**Exercise set:**
[A] Answer these questions using the article on April hiring, one per line:
(i) To what figure did hiring fall in April?
(ii) What was the jobless rate in May?
(iii) By how much did layoffs and discharges in the construction industry rise in April?
[B] Translate this sentence from the article on April hiring into Spanish: "New hiring fell to an all-time low in April as coronavirus lockdowns took a steep toll on economic activity across the United States, according to newly released Department of Labor stats."
[C] Set down, word for word, the stretch of the article on April hiring from "That separate Labor" through "and information industries.".

**Quoted passage:**
Economy

US Hiring Hit Rock Bottom In April As Coronavirus Downturn Deepened, JOLTS Report Shows

U.S. Department of Labor

New hiring fell to an all-time low in April as coronavirus lockdowns took a steep toll on economic activity across the United States, according to newly released Department of Labor stats.

Hiring plunged to 3.5 million in April, or a decline of 1.6 million from the month before and the lowest since the Labor Department’s JOLTS (Job Opening and Labor Turnover Survey) report was relaunched in 2002 after a 20-year hiatus.

Professional and business services, as well as construction, accommodation and food services saw the biggest declines in hiring as states across the country shut down restaurants and imposed strict conditions to slow the spread of the coronavirus.

Still, the harsh numbers were offset somewhat by a big drop in the pace of layoffs, which fell 3.8 million in April to 7.7 million, as well as the far more upbeat job creation numbers for the month of May, which just came out last Thursday.

That separate Labor Department report, which tracks unemployment numbers, saw a drop in the jobless rate to 13.3 percent in May on a wave of 2.5 million new jobs, confounding many economists who had predicted yet another increase in the ranks of the jobless.

Still, the JOLTS report documents the unprecedented speed at which the economy hit the skids in April as efforts to battle the coronavirus took precedence, as well as the steep climb ahead for the U.S. economy as it battles to come back, economists say.

While the pace of layoffs and discharges in such hard-hit sectors as accommodation, food services and retail moderated somewhat in April, they jumped in construction, wholesale trade and information industries.

With a number of major cities like Boston shutting down building activity amid the coronavirus, the number of layoffs and discharges in the construction industry rose by 85,000 in April, with layoffs in the information sector jumping by 53,000 and by 50,000 in wholesale trade, the Labor Department’s JOLTS report found.

**Entries shown:**
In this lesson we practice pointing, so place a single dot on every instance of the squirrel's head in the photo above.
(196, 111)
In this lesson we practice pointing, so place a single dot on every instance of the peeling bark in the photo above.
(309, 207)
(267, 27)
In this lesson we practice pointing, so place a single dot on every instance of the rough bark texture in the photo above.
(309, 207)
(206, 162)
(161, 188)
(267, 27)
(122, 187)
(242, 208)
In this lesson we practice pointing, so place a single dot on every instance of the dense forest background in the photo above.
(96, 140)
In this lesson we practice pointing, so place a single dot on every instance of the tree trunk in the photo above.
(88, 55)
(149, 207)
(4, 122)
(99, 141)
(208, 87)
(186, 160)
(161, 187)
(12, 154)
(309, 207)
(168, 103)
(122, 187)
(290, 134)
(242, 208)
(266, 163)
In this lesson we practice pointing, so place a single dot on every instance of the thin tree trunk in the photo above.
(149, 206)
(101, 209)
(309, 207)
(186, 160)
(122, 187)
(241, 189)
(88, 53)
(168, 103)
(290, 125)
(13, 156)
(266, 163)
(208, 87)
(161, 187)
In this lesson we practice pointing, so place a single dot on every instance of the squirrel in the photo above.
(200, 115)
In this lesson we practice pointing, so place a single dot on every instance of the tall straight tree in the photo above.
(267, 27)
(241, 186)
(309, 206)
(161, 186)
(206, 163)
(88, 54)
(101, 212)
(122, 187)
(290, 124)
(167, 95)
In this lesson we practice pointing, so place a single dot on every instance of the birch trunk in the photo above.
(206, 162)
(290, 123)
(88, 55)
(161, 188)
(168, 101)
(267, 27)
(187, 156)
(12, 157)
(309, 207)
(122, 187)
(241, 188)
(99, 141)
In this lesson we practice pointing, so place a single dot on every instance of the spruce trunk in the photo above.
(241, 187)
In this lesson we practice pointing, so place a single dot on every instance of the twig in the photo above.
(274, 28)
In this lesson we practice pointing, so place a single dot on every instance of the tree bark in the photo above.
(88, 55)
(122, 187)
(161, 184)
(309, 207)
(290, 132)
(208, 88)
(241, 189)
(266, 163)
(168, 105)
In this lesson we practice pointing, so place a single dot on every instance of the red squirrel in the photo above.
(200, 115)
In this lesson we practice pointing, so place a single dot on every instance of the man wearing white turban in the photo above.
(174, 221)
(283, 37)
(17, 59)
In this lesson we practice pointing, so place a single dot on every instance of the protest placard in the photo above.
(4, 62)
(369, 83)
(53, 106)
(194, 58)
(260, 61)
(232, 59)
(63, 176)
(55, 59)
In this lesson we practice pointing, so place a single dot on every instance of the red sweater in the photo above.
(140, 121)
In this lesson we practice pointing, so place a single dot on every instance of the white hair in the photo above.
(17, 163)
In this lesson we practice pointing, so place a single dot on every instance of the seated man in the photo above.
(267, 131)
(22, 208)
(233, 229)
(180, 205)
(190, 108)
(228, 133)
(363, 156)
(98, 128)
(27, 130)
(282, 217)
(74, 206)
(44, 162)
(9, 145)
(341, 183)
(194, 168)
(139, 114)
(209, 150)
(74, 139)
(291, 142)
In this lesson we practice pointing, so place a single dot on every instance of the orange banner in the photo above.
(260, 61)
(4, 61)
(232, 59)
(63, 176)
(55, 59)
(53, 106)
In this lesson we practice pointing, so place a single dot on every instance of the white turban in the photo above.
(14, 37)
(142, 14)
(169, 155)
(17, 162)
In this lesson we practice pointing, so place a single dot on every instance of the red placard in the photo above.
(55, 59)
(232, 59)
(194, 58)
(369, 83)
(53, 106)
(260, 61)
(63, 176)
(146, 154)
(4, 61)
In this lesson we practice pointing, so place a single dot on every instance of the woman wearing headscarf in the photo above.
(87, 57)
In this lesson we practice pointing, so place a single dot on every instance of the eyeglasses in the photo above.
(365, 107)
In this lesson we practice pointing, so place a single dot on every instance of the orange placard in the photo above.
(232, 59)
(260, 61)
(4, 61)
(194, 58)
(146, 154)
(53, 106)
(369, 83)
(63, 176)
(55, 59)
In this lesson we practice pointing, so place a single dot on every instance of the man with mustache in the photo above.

**Results in order:**
[A]
(i) 3.5 million
(ii) 13.3 percent
(iii) 85,000

[B] Las nuevas contrataciones cayeron a un mínimo histórico en abril, ya que los confinamientos por el coronavirus afectaron gravemente la actividad económica en todo Estados Unidos, según estadísticas del Departamento de Trabajo publicadas recientemente.

[C]
That separate Labor Department report, which tracks unemployment numbers, saw a drop in the jobless rate to 13.3 percent in May on a wave of 2.5 million new jobs, confounding many economists who had predicted yet another increase in the ranks of the jobless.

Still, the JOLTS report documents the unprecedented speed at which the economy hit the skids in April as efforts to battle the coronavirus took precedence, as well as the steep climb ahead for the U.S. economy as it battles to come back, economists say.

While the pace of layoffs and discharges in such hard-hit sectors as accommodation, food services and retail moderated somewhat in April, they jumped in construction, wholesale trade and information industries.